Coordinate annotation entries:

━━━━━━━━━━━━━━━━━━━━

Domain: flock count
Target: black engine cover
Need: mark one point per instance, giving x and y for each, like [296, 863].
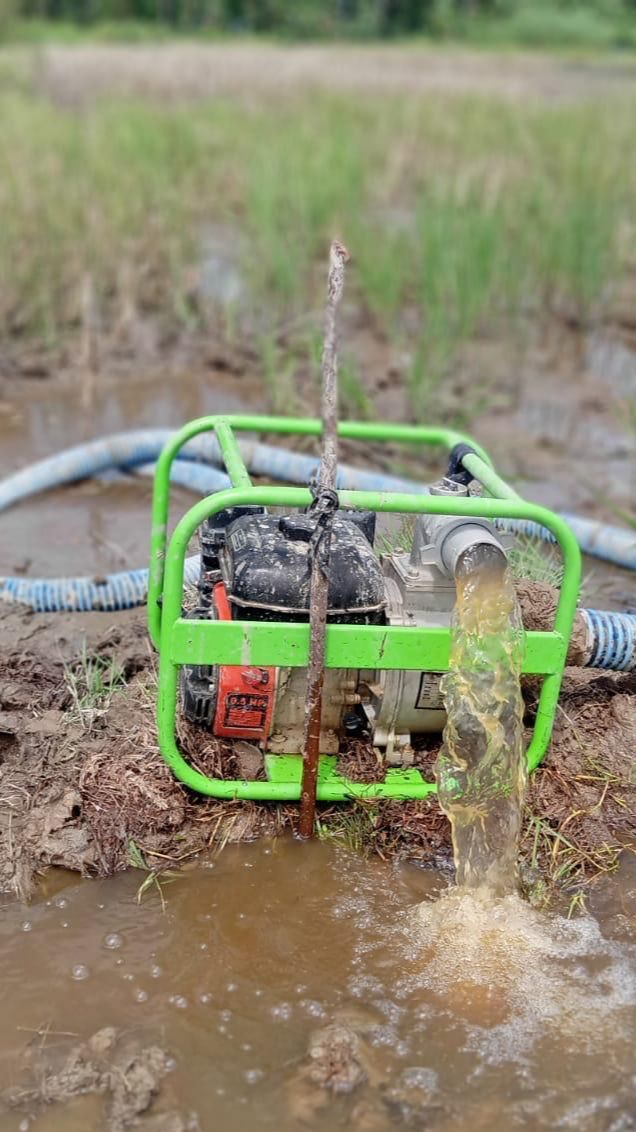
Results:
[266, 567]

━━━━━━━━━━━━━━━━━━━━

GIVEN PROBLEM:
Edit the entries above so that "instance" becomes "object" and nothing else changes. Leave the pictures out of your answer.

COMPLETE ANSWER:
Domain: flock count
Target: black engine cover
Need: mark one point per object, giving x and y for each, like [296, 863].
Results:
[266, 567]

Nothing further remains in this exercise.